Data excerpts
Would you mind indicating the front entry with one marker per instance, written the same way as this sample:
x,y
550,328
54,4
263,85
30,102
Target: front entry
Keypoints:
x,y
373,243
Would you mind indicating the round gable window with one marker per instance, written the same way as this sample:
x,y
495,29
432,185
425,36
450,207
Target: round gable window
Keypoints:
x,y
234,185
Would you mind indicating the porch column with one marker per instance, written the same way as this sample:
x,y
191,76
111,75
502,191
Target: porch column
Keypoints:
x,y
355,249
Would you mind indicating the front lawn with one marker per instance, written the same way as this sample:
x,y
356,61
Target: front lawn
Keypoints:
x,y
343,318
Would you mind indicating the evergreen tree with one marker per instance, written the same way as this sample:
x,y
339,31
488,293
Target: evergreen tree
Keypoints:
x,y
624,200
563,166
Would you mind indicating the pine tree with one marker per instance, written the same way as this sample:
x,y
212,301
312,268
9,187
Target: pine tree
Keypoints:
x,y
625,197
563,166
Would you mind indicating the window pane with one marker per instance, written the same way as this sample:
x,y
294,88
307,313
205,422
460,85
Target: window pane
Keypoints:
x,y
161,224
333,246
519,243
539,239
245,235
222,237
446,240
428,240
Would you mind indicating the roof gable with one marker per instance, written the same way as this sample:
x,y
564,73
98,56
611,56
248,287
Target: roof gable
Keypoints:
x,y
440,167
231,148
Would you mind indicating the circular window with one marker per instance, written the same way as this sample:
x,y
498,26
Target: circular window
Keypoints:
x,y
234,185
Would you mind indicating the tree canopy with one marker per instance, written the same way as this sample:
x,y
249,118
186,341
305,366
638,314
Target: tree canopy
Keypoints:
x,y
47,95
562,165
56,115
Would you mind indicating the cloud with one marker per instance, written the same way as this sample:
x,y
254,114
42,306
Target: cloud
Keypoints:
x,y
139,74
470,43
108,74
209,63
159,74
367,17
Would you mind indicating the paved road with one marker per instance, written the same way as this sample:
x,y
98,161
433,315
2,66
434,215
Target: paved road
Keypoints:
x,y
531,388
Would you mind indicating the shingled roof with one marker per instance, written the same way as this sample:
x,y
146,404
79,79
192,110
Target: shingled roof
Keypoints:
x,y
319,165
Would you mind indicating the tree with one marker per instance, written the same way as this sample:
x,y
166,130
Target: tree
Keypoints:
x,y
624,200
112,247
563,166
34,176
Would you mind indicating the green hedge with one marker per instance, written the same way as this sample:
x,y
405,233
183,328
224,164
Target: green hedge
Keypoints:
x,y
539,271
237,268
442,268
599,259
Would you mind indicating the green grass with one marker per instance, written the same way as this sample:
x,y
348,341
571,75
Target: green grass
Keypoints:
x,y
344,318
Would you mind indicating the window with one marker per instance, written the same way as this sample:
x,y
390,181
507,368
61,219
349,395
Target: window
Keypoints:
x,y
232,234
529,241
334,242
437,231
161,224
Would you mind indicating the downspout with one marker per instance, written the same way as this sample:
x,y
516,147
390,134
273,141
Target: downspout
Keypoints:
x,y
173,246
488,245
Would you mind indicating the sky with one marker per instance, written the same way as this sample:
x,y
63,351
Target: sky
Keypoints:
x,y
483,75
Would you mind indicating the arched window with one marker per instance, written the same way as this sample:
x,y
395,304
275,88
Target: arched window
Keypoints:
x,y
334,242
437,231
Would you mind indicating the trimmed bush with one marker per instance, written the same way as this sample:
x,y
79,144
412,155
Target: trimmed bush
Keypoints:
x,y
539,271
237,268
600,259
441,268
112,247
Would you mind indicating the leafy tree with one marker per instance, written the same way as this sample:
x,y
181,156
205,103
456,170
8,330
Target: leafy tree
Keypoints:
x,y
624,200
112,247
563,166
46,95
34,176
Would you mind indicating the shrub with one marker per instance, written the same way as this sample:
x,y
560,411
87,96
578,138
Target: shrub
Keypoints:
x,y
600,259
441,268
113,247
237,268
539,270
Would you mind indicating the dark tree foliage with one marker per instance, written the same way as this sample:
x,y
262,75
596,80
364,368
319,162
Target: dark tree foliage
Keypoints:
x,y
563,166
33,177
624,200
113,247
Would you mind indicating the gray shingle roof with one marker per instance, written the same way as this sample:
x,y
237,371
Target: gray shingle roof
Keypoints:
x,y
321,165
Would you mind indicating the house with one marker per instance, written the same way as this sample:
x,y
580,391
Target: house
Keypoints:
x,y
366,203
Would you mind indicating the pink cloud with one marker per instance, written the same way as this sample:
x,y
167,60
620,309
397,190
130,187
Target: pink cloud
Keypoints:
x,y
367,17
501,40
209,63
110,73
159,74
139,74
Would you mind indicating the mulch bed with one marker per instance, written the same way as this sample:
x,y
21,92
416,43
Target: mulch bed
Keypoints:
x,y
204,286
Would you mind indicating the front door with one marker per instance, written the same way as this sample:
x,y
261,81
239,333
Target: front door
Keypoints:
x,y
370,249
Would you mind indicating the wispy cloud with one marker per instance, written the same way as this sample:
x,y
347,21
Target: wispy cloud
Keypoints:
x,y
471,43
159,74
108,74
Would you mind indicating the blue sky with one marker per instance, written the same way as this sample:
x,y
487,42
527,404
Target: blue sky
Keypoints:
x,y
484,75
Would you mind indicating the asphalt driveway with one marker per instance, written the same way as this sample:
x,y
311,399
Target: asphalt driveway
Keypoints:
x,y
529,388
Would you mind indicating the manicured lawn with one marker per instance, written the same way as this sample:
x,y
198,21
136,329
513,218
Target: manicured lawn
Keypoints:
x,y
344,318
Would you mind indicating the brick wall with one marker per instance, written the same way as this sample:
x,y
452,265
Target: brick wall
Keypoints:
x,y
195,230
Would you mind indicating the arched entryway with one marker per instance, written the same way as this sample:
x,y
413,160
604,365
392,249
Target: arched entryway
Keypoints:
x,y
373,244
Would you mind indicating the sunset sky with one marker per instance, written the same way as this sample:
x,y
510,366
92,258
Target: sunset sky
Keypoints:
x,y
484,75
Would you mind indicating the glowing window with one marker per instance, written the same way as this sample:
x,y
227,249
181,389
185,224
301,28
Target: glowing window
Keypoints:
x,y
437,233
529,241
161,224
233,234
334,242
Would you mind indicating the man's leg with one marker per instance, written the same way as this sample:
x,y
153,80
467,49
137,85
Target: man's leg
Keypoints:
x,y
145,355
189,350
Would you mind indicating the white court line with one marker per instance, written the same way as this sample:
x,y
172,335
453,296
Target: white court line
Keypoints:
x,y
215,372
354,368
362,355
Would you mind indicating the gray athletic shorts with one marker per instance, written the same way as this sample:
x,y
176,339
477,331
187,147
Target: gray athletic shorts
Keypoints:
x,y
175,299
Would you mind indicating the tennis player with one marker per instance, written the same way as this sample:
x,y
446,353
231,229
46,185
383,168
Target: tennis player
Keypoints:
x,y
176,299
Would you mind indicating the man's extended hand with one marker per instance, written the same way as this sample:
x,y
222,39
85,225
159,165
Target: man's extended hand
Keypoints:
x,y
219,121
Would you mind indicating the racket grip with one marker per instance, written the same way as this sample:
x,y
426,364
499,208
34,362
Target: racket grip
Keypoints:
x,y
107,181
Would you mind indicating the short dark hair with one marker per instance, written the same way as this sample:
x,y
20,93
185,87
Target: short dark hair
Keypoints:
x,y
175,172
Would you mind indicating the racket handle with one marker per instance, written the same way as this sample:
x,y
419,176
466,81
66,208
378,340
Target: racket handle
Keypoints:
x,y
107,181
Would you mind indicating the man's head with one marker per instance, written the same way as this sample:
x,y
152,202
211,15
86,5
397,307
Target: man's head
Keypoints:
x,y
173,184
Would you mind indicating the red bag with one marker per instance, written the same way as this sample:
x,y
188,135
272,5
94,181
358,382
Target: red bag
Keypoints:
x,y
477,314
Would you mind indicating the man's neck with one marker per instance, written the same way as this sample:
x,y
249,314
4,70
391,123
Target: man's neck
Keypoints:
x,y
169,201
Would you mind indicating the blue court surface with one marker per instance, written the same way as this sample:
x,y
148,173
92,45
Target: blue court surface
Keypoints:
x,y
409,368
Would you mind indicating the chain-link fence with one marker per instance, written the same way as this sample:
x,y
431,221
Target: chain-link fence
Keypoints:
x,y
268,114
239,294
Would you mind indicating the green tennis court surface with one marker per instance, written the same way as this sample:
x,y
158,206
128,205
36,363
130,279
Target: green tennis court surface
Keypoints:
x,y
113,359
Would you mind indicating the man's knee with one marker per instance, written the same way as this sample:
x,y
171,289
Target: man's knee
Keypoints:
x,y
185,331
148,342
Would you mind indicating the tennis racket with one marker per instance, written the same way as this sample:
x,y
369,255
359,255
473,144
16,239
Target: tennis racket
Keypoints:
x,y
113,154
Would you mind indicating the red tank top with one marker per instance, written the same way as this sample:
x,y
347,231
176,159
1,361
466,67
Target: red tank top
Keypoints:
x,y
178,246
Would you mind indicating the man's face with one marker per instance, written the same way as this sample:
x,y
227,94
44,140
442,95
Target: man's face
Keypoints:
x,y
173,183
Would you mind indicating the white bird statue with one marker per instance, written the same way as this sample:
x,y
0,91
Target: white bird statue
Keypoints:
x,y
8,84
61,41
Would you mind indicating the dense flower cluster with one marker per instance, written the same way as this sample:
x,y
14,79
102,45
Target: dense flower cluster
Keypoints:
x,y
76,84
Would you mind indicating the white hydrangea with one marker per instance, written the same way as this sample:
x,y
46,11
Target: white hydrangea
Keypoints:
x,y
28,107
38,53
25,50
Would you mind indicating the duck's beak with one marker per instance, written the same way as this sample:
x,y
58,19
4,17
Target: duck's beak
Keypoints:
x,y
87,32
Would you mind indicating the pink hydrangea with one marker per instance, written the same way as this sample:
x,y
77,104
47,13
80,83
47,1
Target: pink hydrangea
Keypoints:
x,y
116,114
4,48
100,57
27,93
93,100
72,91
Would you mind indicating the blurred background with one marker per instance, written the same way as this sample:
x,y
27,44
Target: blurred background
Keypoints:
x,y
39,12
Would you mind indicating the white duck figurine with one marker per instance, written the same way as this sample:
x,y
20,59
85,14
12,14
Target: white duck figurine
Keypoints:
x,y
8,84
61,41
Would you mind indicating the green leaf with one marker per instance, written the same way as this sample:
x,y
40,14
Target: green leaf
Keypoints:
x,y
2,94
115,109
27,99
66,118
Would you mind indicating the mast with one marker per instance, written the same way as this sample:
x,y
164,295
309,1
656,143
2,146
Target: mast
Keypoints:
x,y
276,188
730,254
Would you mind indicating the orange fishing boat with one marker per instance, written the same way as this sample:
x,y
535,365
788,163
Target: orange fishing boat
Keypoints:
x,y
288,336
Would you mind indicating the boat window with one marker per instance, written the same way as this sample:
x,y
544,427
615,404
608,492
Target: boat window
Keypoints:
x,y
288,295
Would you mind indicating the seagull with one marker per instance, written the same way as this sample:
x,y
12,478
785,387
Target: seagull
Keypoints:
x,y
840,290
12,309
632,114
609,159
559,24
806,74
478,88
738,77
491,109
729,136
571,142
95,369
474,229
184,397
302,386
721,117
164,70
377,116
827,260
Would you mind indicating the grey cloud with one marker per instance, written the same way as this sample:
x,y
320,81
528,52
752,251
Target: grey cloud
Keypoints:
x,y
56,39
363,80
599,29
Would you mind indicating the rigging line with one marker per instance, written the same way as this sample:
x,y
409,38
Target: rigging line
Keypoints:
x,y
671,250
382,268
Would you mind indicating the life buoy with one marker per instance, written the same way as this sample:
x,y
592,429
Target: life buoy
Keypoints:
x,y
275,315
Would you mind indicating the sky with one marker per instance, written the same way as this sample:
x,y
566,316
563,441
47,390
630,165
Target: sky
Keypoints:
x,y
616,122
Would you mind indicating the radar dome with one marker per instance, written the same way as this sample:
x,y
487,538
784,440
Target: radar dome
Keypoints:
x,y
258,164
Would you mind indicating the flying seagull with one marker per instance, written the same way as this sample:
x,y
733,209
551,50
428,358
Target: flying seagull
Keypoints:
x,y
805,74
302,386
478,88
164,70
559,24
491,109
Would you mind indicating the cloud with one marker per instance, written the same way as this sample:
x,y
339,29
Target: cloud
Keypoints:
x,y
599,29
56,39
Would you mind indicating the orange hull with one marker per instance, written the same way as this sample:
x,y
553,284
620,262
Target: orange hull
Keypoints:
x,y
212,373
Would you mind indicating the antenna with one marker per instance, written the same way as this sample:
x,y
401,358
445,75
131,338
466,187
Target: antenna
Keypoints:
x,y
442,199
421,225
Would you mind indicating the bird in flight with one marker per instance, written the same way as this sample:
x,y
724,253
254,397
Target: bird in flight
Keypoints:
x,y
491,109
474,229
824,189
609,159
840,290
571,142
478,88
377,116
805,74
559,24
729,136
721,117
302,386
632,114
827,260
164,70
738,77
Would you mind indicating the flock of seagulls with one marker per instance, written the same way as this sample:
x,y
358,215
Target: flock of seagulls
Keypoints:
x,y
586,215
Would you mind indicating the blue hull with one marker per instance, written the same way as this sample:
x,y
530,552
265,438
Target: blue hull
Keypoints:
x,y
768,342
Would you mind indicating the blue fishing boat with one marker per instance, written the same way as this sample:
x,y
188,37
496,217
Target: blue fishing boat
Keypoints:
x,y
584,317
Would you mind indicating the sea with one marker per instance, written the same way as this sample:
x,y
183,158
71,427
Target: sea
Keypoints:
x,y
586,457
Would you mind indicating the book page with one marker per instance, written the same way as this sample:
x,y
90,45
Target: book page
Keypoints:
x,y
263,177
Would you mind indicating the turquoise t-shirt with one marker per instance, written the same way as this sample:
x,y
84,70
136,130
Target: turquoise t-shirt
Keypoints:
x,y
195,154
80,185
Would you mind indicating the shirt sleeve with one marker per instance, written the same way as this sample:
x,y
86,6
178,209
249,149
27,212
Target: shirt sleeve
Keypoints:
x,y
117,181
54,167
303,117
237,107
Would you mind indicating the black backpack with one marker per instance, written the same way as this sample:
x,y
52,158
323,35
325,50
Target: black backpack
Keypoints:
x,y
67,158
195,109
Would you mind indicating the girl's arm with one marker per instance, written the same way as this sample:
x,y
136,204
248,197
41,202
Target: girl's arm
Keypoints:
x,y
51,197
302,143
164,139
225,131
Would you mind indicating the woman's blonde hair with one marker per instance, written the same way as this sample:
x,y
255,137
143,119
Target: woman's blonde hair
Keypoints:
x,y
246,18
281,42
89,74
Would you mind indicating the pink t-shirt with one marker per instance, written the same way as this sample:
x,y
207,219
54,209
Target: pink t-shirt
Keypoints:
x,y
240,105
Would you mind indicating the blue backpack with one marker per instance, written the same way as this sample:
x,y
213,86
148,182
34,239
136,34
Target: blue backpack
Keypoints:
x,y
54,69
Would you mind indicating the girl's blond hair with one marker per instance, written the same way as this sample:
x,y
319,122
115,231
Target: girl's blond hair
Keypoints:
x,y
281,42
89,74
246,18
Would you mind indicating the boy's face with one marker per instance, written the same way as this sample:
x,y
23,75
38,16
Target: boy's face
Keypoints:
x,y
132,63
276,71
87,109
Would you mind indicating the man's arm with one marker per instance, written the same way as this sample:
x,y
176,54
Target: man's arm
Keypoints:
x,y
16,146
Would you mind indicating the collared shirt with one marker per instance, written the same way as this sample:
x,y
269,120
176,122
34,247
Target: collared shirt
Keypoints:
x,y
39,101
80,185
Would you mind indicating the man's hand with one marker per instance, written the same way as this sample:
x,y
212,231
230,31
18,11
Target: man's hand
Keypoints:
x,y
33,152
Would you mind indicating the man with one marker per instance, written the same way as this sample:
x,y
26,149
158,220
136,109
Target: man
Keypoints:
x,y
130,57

◆ What you will do ◆
Where a line above holds the string "sunset", copy that line.

◆ Solution ◆
Would you mind indicating the sunset sky with one marker per instance, written the same way as this sample:
Target: sunset sky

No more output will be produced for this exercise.